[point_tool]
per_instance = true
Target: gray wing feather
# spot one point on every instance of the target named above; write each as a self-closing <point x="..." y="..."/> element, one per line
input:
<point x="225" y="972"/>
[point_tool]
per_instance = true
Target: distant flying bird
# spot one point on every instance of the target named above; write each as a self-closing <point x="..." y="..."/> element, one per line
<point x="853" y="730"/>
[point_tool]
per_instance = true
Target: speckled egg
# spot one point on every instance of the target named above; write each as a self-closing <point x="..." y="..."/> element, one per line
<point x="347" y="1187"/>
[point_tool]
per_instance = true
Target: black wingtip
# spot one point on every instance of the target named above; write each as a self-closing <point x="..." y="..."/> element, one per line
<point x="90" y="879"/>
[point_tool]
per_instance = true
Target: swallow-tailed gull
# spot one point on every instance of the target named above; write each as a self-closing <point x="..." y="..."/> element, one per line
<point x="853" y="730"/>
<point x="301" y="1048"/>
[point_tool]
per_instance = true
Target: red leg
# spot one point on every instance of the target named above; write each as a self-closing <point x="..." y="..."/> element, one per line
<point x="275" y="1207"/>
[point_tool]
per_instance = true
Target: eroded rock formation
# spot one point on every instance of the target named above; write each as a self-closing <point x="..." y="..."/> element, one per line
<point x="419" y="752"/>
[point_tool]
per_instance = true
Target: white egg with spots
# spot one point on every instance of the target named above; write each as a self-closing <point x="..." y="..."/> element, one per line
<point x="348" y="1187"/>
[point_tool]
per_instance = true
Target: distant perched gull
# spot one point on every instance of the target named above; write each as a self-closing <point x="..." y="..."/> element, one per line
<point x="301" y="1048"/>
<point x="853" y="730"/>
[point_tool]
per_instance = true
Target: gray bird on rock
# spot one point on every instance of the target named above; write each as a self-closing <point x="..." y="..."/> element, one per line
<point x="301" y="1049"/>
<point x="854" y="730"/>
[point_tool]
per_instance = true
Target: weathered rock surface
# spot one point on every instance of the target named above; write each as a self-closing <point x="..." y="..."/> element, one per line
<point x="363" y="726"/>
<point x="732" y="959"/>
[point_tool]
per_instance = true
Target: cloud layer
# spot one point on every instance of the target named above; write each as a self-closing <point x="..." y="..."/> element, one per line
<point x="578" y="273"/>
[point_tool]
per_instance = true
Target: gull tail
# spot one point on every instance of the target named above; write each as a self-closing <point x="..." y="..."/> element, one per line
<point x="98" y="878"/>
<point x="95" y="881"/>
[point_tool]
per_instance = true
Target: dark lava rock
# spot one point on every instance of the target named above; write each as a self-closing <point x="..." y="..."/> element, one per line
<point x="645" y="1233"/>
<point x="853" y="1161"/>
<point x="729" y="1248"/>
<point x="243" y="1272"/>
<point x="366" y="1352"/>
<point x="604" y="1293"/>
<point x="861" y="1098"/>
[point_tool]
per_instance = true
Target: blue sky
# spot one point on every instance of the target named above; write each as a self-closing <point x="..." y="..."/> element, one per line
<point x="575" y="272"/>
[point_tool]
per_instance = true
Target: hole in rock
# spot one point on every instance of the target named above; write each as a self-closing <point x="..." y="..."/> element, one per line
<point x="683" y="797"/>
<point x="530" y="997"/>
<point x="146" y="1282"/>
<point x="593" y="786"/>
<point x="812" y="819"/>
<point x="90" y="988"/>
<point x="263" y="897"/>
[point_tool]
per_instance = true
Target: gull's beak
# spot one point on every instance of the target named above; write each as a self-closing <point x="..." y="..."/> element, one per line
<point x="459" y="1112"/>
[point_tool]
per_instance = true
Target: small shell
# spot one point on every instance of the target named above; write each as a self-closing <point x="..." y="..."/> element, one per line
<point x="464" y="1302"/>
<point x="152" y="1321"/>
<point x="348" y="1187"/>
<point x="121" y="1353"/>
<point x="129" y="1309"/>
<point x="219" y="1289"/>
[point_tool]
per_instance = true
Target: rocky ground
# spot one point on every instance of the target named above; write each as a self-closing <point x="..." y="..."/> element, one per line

* [Instructions for the task]: Return the whole listing as it stands. Nothing may be altered.

* [Response to the task]:
[point_tool]
per_instance = true
Target: gray wing feather
# spot one point on every instance of the target named above; write each as a self-closing <point x="..." y="..."/> element, one per line
input:
<point x="225" y="972"/>
[point_tool]
per_instance = true
Target: distant flying bird
# spot one point on every instance of the target named above; write each as a self-closing <point x="..." y="..."/> element, one per line
<point x="853" y="730"/>
[point_tool]
per_instance = true
Target: speckled egg
# spot one point on every instance of the target named above; write each as a self-closing <point x="..." y="..."/> element, one per line
<point x="347" y="1187"/>
[point_tool]
per_instance = true
Target: black wingtip
# spot one point on every instance of the target named above; write each as a self-closing <point x="..." y="..."/> element, one per line
<point x="90" y="879"/>
[point_tool]
per_instance = true
Target: swallow-tailed gull
# spot one point on every instance of the target named above; write each as a self-closing <point x="..." y="..."/> element, one per line
<point x="853" y="730"/>
<point x="301" y="1048"/>
[point_tool]
per_instance = true
Target: red leg
# spot one point on every instance of the target named above; write each as a self-closing <point x="..." y="..."/> element, one per line
<point x="275" y="1207"/>
[point_tool]
per_instance = true
Target: eroded rock formation
# spot one point on every instance of the target named above; write each as a self-closing <point x="..." y="..."/> element, one per line
<point x="419" y="752"/>
[point_tool]
per_instance = true
Target: white egg with spots
# spot one point on every instance of the target named above; write each as a self-closing <point x="..." y="..."/> element, one per line
<point x="348" y="1187"/>
[point_tool]
per_instance = true
Target: distant perched gull
# spot one point on every instance of the target named above; write each as a self-closing <point x="..." y="..."/> element, one per line
<point x="301" y="1048"/>
<point x="853" y="730"/>
[point_tool]
per_instance = true
Target: gray bird on rock
# spot one point on every instance of the target named above; write each as a self-closing <point x="..." y="..."/> element, one per line
<point x="301" y="1049"/>
<point x="854" y="730"/>
[point_tool]
per_instance = true
Target: weathered rock surface
# spot one point on every instance of the target named above; write each as a self-closing <point x="..." y="..."/> element, one per line
<point x="363" y="726"/>
<point x="732" y="959"/>
[point_tool]
per_instance = true
Target: cloud layer
# spot one point on every instance of the target named above; write each as a self-closing <point x="..." y="..."/> element, one per line
<point x="578" y="273"/>
[point_tool]
per_instance = true
Target: gull tail
# spot one point on every instance of the target named above; write each as a self-closing <point x="..." y="..."/> element, one per line
<point x="98" y="878"/>
<point x="95" y="881"/>
[point_tool]
per_instance = true
Target: dark lava rock
# spot one point on every instance of the target named above; write each as a self-closing <point x="..." y="..."/> element, one per line
<point x="645" y="1233"/>
<point x="853" y="1161"/>
<point x="729" y="1248"/>
<point x="243" y="1272"/>
<point x="366" y="1352"/>
<point x="604" y="1293"/>
<point x="861" y="1098"/>
[point_tool]
per_instance = true
Target: blue sky
# spot one point on every instance of the target named above; write each as a self-closing <point x="..." y="..."/> element, one per line
<point x="575" y="272"/>
[point_tool]
per_instance = true
Target: hole in rock
# spot one point on every instance of the target named above; write each as a self-closing <point x="..." y="..."/> element, one per line
<point x="683" y="797"/>
<point x="530" y="997"/>
<point x="146" y="1282"/>
<point x="593" y="786"/>
<point x="812" y="819"/>
<point x="90" y="988"/>
<point x="263" y="897"/>
[point_tool]
per_instance = true
Target: gull's beak
# spot one point on every instance of the target named above; write each as a self-closing <point x="..." y="..."/> element, one per line
<point x="459" y="1112"/>
[point_tool]
per_instance = true
Target: small shell
# spot one point on every instance of the target named above; write each as a self-closing <point x="..." y="..."/> element, one per line
<point x="464" y="1302"/>
<point x="152" y="1321"/>
<point x="348" y="1187"/>
<point x="121" y="1353"/>
<point x="129" y="1309"/>
<point x="219" y="1289"/>
[point_tool]
per_instance = true
Target: rocky ground
# spot one point on every instance of the target named above; write each as a self-closing <point x="..." y="..."/> element, one per line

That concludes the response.